# RECORD LIST
==================================================

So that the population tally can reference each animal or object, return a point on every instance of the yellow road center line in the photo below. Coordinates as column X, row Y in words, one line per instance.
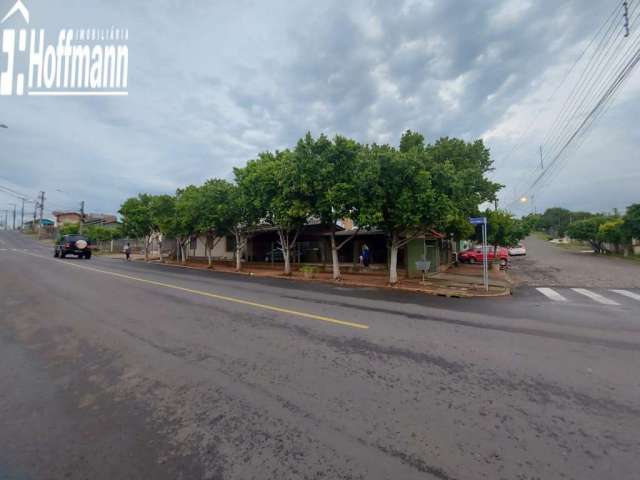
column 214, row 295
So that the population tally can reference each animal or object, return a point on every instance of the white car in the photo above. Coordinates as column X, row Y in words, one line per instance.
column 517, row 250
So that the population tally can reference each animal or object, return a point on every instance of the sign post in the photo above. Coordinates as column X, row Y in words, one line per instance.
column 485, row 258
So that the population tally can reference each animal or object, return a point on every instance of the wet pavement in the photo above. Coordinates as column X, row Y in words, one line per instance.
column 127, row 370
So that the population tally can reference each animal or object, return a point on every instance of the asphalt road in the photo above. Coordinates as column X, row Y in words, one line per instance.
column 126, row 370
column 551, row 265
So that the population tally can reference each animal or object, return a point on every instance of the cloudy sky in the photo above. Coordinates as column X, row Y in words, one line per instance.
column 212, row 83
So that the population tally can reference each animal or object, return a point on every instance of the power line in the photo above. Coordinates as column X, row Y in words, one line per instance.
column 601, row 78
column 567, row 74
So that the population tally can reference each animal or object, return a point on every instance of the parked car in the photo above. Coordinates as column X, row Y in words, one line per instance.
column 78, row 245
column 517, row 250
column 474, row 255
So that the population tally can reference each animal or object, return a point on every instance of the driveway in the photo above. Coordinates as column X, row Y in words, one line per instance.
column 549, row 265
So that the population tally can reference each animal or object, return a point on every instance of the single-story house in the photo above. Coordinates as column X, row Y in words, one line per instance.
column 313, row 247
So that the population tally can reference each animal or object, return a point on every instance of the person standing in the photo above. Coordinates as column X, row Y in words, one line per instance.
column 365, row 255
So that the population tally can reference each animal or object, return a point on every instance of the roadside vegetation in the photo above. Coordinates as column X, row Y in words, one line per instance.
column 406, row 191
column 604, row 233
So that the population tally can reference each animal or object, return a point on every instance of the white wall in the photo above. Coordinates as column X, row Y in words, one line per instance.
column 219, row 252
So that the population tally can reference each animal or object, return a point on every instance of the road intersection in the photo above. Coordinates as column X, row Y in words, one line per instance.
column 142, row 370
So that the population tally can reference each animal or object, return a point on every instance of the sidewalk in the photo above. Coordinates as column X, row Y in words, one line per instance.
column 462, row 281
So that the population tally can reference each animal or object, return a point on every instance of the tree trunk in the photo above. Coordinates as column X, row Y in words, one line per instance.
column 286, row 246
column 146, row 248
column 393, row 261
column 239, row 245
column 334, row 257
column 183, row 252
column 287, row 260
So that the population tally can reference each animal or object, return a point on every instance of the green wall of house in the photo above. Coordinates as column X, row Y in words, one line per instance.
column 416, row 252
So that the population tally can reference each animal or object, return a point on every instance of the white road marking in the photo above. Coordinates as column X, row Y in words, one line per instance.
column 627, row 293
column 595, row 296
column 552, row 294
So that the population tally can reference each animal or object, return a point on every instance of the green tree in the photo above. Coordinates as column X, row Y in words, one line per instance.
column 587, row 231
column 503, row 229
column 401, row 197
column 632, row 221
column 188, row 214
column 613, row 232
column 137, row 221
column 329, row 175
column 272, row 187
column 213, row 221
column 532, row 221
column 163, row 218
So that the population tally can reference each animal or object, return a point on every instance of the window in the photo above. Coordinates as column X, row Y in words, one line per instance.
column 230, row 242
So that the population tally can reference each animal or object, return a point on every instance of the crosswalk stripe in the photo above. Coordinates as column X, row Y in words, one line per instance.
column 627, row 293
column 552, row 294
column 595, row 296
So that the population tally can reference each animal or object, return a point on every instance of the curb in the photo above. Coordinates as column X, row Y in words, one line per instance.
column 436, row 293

==================================================

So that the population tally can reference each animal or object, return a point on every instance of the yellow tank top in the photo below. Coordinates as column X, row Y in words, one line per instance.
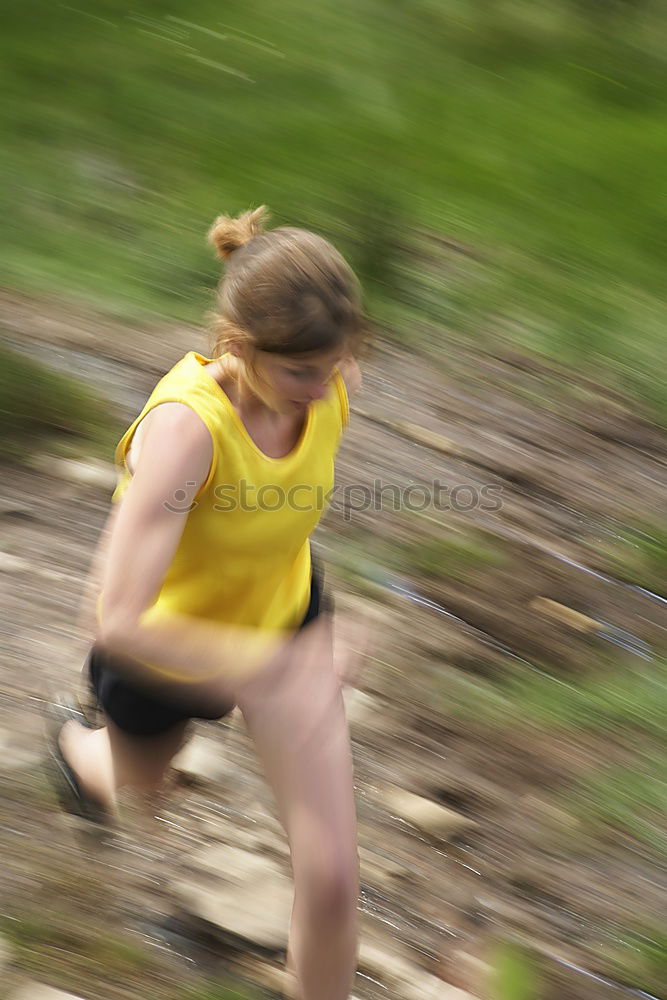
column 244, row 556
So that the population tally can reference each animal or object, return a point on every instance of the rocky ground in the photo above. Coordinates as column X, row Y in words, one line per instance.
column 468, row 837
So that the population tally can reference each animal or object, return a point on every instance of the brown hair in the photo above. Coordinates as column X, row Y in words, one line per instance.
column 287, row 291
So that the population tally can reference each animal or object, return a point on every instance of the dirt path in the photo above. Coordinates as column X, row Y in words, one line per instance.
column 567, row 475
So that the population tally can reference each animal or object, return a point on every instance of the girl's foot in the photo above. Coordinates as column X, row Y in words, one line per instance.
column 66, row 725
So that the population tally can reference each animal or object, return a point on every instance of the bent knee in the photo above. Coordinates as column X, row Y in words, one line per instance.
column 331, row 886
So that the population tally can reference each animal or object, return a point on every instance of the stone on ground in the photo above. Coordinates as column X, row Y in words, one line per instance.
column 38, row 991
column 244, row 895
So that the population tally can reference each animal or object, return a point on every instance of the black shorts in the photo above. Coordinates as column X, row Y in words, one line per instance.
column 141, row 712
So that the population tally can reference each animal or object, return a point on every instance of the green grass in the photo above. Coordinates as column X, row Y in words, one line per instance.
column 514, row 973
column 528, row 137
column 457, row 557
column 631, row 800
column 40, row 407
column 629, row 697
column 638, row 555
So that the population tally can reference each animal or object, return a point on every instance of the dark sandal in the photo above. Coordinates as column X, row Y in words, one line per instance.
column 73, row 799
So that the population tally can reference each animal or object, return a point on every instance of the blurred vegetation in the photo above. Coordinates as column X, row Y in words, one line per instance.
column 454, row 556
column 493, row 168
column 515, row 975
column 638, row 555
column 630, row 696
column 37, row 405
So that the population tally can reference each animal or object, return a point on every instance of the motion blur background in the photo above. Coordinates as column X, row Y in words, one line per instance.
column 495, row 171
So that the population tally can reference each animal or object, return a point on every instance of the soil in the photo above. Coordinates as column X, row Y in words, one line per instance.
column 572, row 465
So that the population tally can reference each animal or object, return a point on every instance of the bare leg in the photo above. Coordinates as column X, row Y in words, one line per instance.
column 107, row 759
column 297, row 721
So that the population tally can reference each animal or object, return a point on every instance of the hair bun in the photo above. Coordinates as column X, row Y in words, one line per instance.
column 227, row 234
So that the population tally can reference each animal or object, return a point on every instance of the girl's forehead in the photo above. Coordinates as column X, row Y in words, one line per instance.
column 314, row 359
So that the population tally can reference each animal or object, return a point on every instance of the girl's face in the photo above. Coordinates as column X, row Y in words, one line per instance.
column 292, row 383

==================================================

# INSTRUCTIONS FOR THE TASK
Repeat the part of the data that opens with the line containing "of the soil" and closes with the line containing "column 297, row 721", with both of those lines included.

# ANSWER TO THE PROBLEM
So that the population tally can reference each animal or object, return a point on every instance of the soil in the photo above. Coordinates as column X, row Y in words, one line per instance.
column 572, row 465
So that the population tally can reference each animal or object, return a point on every instance of the bare leg in the photo above. Coordinates as column X, row Y in words, one line per instance.
column 107, row 759
column 297, row 721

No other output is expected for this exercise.